=== Supplied data ===

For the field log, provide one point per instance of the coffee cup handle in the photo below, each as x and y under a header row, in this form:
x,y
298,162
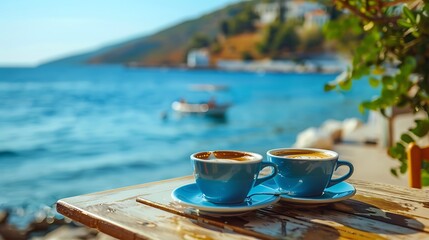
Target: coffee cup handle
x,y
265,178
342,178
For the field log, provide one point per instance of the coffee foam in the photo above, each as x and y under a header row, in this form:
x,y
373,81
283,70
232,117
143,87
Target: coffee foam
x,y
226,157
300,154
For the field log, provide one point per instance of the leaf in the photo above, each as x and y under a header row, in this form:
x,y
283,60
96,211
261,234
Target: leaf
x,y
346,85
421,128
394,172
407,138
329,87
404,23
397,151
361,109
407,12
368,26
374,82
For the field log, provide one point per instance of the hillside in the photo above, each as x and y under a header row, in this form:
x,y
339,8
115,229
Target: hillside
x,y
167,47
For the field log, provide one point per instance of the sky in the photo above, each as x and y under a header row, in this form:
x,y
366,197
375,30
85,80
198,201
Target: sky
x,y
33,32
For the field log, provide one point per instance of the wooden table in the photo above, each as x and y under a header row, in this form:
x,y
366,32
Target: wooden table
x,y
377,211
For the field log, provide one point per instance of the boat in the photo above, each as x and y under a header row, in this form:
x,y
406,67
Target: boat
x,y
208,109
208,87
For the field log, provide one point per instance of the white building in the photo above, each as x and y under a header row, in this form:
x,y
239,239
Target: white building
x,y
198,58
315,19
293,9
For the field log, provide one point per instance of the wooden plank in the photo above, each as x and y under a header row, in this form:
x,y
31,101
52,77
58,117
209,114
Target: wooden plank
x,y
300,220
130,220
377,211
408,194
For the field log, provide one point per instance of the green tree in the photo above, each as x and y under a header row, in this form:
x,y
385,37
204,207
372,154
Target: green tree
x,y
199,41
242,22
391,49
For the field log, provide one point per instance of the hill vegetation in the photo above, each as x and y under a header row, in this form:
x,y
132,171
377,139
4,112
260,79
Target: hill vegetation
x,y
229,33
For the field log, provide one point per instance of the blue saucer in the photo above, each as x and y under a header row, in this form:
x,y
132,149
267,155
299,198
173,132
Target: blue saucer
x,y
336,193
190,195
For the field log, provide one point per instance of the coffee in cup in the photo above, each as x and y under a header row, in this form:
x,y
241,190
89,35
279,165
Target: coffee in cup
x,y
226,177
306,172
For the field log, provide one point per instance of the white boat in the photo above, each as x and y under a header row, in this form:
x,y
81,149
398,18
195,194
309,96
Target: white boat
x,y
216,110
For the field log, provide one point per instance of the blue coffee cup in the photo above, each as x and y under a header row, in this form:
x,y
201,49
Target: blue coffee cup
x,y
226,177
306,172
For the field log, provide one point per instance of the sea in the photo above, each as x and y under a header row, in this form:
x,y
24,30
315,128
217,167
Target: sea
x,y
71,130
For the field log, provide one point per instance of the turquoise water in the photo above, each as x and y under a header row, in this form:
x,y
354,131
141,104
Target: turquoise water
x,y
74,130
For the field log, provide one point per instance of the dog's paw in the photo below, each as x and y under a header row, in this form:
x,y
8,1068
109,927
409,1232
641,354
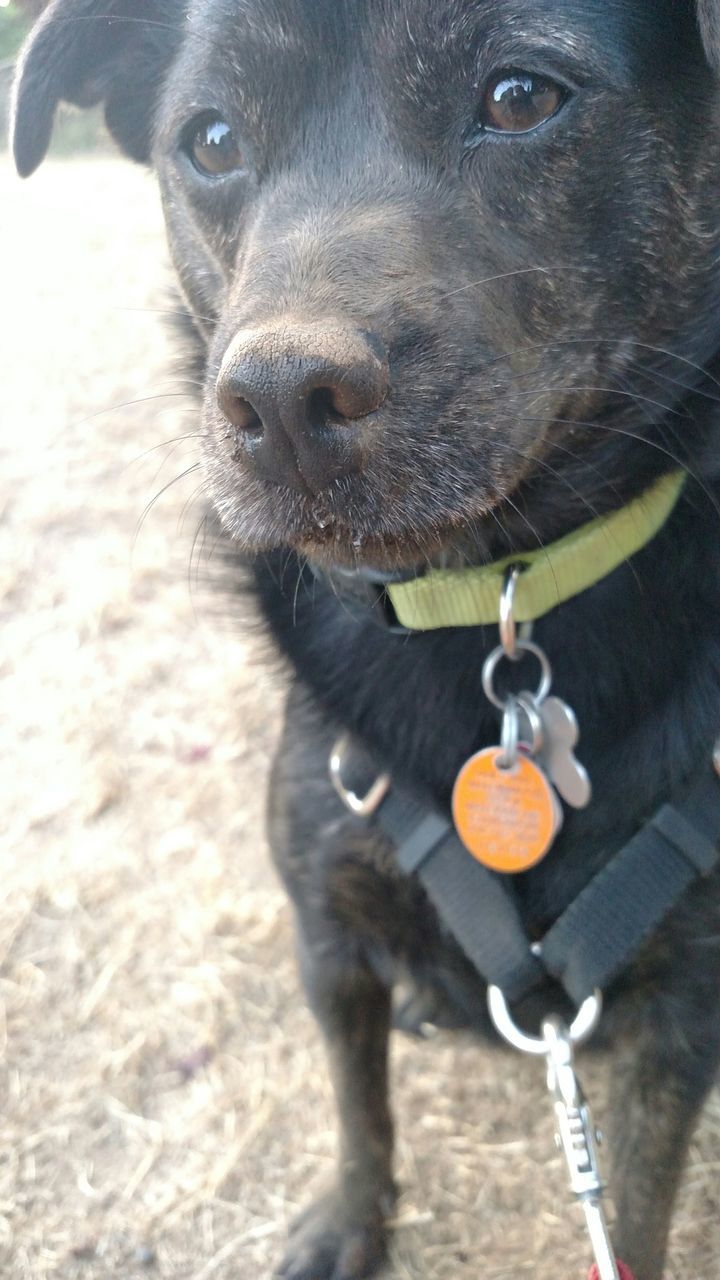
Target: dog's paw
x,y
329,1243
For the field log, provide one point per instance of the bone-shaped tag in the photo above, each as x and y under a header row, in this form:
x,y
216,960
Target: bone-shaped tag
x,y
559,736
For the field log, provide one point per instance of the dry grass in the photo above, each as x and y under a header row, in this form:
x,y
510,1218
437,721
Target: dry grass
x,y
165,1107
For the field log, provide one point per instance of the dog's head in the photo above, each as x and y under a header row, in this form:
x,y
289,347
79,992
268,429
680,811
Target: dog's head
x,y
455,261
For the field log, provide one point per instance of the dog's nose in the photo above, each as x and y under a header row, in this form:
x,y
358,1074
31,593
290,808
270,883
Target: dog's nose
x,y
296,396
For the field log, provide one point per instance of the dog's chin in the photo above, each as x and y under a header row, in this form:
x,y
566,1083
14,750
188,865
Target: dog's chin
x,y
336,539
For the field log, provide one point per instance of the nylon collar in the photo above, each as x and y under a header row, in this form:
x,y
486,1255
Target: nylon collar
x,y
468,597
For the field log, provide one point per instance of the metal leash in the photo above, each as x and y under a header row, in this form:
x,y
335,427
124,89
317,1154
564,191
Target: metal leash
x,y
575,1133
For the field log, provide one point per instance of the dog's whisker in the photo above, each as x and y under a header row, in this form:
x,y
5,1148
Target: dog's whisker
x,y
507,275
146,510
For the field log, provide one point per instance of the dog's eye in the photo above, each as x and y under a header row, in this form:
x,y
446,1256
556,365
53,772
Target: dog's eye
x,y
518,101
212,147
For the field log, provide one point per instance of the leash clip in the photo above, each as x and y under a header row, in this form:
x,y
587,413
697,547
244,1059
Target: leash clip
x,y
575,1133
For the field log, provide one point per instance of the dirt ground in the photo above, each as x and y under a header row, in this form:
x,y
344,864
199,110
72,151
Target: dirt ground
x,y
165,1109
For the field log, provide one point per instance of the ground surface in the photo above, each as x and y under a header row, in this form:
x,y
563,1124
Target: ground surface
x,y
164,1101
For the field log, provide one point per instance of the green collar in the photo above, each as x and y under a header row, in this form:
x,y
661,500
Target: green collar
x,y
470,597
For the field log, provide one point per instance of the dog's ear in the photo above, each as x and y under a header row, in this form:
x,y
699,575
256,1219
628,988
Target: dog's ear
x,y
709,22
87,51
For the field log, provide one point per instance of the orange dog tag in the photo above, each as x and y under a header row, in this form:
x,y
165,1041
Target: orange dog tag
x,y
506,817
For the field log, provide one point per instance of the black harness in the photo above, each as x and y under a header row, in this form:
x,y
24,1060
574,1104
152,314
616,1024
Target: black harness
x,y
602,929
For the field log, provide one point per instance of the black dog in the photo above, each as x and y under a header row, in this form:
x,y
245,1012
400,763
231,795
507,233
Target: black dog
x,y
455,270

===

How to complete this task
Copy every line of the records above that holds the word "below".

Result of the exercise
For the field log, provide one point per instance of the coffee cup handle in the photo below, each as x and y under a header row, in this form:
For the field log, provide one point per instance of the dog's paw in the photo below, each as x and y under a header row, in this form:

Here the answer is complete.